▸ **Texto de leitura**

A Sputnik Brasil conversou com Paulo Velasco — cientista político, coordenador do Programa de Pós-Graduação em Relações Internacionais da Universidade do Estado do Rio de Janeiro (UERJ) e pesquisador do Centro Brasileiro de Relações Internacionais (Cebri) — para avaliar qual foi o comportamento de Bolsonaro na cúpula em relação à questão do desmatamento da Amazônia e às ameaças de Biden, ainda durante a campanha eleitoral americana, de impor sanções ao Brasil devido a problemas ambientais.
Velasco começou dizendo que não vê a fala desta quinta-feira (22) do presidente Bolsonaro na Cúpula do Clima como um discurso que tenha conseguido convencer aqueles que lhe assistiram. "Muitas das colocações que ele trouxe vão na contramão do que tem sido a realidade brasileira".
"Ele se compromete a aumentar os recursos para fiscalização e combate do desmatamento, aplicando recursos por exemplo na Força Nacional de Segurança, mas tem sido o contrário. Temos visto uma redução no orçamento, por exemplo, no Instituto Chico Mendes, uma redução no orçamento do Ibama, uma redução dos fiscais atuando no combate ao desmatamento. Então é um discurso que contradiz a realidade brasileira dos últimos dois anos", avaliou o especialista.
Para ele, o presidente reiterou a ideia de desmatamento ilegal zero, mas a questão já estava na Contribuição Nacionalmente Determinada (NDC, na sigla em inglês) brasileira apresentada na Cúpula de Paris, na época da assinatura do Acordo de Paris, ou seja, na COP-21 em 2015.
"É importante para evidenciar que o Brasil não está caminhando para trás. Mas na prática é exatamente isso que está acontecendo. Então é uma fala que acaba sendo esvaziada e contrariada pelos fatos. É importante reiterar o que estava no Acordo de Paris, mas o Brasil precisa de ações concretas e não de palavras vazias [...] É um governo que tem se mostrado muito caótico na gestão da temática ambiental, na questão climática e do desmatamento" continuou Velasco.
Pronunciamento de Bolsonaro vai melhorar sua imagem internacional?
Segundo o analista, a perspectiva é que o ceticismo continue em relação ao Brasil, pois as metas de redução de efeito estufa nesses prazos indicados acabam de alguma maneira sendo ameaçadas pela realidade. Nos últimos dois anos tem sido visto um grande avanço no desmatamento na Amazônia e na destruição de outros biomas.

▸ **Enunciado da tarefa**
Reproduza, sem qualquer alteração, o trecho do texto sobre o discurso de Bolsonaro na Cúpula do Clima compreendido entre "Velasco começou dizendo" e "avaliou o especialista.", inclusive. Baseie-se exclusivamente no texto de leitura.

▸ **Dados fornecidos**
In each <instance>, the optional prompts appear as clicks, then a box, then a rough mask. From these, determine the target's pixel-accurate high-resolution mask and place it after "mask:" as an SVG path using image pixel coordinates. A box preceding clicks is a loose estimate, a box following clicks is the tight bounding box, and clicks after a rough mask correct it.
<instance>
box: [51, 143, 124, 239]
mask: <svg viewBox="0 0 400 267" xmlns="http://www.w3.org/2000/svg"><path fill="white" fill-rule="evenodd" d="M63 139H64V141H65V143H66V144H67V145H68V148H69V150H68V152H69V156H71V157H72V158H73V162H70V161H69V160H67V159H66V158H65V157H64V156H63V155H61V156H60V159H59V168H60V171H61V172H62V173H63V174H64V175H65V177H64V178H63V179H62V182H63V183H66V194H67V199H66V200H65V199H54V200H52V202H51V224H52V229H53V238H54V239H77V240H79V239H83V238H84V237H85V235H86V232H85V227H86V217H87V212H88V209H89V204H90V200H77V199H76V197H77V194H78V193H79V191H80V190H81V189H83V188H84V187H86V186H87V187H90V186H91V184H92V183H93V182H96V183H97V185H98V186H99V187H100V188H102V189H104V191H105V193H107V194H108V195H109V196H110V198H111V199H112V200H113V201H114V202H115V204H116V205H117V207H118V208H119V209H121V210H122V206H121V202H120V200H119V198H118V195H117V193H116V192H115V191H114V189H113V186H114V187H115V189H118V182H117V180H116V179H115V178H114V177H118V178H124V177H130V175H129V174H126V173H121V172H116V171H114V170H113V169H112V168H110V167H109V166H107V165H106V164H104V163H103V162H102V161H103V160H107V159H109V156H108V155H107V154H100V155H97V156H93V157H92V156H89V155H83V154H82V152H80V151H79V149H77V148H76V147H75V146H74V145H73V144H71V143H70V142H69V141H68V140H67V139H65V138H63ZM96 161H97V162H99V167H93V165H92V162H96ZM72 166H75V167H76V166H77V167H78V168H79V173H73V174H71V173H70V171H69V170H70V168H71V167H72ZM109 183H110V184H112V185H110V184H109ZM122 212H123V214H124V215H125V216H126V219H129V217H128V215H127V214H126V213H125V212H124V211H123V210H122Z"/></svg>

▸ **Resposta do exercício**
Velasco começou dizendo que não vê a fala desta quinta-feira (22) do presidente Bolsonaro na Cúpula do Clima como um discurso que tenha conseguido convencer aqueles que lhe assistiram. "Muitas das colocações que ele trouxe vão na contramão do que tem sido a realidade brasileira".
"Ele se compromete a aumentar os recursos para fiscalização e combate do desmatamento, aplicando recursos por exemplo na Força Nacional de Segurança, mas tem sido o contrário. Temos visto uma redução no orçamento, por exemplo, no Instituto Chico Mendes, uma redução no orçamento do Ibama, uma redução dos fiscais atuando no combate ao desmatamento. Então é um discurso que contradiz a realidade brasileira dos últimos dois anos", avaliou o especialista.